┏━━
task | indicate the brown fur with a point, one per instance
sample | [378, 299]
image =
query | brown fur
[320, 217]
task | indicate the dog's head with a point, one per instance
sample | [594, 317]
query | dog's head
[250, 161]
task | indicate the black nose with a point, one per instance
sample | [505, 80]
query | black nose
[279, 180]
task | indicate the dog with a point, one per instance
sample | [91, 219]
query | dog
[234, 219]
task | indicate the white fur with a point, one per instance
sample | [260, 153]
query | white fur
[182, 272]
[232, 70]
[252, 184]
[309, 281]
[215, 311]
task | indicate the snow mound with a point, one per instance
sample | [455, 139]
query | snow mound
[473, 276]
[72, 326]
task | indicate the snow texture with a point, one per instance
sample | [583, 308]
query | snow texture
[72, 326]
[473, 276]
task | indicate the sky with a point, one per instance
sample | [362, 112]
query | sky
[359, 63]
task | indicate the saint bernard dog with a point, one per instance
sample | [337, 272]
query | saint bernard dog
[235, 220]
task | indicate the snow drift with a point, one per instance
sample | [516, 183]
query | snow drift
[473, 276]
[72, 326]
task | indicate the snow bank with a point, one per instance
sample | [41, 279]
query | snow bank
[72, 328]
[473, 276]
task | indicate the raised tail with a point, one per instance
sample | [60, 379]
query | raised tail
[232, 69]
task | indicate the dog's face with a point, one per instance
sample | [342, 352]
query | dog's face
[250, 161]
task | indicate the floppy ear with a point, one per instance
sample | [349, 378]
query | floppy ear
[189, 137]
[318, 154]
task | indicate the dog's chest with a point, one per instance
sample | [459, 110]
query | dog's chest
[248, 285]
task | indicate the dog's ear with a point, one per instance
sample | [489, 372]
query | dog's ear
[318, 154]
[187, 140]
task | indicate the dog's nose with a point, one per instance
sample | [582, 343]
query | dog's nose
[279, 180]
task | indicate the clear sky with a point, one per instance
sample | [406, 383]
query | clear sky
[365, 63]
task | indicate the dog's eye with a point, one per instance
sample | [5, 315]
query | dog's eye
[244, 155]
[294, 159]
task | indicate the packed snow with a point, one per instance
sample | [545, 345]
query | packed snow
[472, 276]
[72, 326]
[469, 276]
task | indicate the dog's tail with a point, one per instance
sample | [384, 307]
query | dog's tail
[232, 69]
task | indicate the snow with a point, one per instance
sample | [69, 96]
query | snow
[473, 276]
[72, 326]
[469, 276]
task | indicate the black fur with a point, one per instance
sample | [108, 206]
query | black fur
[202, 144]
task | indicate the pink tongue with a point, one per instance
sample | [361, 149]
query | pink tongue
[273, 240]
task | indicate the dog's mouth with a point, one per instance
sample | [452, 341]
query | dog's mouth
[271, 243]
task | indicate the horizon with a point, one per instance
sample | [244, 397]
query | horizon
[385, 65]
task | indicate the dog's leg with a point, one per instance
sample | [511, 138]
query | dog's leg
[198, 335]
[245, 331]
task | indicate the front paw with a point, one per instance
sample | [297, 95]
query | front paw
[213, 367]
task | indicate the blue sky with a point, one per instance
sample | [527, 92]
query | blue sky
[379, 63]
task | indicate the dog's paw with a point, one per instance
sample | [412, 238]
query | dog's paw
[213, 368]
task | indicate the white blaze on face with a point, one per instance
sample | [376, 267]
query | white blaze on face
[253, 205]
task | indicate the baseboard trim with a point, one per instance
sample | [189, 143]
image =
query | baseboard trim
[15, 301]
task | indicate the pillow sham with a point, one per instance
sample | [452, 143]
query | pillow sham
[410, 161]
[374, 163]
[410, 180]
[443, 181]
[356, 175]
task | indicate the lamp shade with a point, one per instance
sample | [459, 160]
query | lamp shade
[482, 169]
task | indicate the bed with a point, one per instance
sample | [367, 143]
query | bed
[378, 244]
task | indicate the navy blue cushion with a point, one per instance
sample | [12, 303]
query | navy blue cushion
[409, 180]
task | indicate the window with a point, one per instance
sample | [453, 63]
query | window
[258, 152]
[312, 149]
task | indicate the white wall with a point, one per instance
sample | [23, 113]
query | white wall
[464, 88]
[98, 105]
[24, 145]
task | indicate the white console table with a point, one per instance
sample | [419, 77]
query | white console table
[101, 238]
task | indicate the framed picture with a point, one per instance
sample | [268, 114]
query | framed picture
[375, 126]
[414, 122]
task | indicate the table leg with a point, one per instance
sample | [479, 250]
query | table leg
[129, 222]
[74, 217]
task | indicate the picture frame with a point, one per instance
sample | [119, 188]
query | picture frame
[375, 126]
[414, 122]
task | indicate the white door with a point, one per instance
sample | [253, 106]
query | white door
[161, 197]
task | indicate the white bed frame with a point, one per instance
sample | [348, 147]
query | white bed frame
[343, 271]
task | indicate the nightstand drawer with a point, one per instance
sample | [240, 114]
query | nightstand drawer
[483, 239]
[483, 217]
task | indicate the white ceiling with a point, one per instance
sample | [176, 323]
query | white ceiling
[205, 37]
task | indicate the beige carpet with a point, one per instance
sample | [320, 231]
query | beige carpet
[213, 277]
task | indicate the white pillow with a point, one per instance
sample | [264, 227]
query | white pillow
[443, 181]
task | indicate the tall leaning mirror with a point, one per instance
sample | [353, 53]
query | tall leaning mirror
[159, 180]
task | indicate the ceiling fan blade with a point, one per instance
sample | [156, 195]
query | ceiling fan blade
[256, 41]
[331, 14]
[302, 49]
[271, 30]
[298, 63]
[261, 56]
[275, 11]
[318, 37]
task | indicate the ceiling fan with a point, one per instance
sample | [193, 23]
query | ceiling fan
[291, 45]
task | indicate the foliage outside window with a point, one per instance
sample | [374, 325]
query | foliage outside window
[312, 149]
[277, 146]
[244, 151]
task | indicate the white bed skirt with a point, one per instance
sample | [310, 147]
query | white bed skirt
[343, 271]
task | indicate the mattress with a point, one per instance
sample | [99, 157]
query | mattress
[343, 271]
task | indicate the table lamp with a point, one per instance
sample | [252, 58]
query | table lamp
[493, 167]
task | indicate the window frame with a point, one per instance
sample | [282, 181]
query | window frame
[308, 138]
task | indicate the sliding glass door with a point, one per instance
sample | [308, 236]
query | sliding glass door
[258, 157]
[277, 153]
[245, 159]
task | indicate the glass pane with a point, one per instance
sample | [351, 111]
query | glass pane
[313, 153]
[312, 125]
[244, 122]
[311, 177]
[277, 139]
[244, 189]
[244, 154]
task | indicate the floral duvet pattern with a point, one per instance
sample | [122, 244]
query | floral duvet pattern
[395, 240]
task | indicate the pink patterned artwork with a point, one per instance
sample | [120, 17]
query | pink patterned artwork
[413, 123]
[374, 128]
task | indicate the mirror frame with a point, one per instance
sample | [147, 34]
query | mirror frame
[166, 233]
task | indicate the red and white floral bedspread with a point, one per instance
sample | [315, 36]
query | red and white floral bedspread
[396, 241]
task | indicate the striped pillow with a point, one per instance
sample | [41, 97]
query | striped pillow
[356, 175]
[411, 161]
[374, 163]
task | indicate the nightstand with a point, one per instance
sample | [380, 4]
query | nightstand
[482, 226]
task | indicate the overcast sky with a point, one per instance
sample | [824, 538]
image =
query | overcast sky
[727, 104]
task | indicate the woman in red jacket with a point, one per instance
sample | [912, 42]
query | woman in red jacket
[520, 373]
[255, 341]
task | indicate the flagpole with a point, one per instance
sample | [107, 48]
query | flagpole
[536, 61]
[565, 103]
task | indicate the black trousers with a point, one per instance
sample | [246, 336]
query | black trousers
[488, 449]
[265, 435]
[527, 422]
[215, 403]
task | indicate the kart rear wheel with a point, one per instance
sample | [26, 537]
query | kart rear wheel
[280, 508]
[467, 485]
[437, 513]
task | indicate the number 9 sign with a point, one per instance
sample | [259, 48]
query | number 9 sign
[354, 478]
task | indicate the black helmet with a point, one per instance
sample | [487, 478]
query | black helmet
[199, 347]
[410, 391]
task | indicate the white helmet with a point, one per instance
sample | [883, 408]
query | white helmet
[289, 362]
┗━━
WHAT TO PRODUCE:
For this task, write out exactly the lines of the entries above, starting at the line with "task | indicate the table leg" and ending at the line with "task | indicate the nightstand drawer", both included, and no others.

TASK ANSWER:
task | indicate the table leg with a point, one per instance
sample | [479, 250]
query | table leg
[129, 222]
[74, 217]
task | indicate the picture frame with a point, one per instance
sample | [119, 188]
query | picture frame
[375, 126]
[414, 122]
task | indicate the white door with a point, one per instance
sample | [253, 106]
query | white door
[161, 197]
task | indicate the white bed frame with a point, one per instance
sample | [348, 147]
query | white bed frame
[343, 271]
task | indicate the nightstand drawer with a point, one per instance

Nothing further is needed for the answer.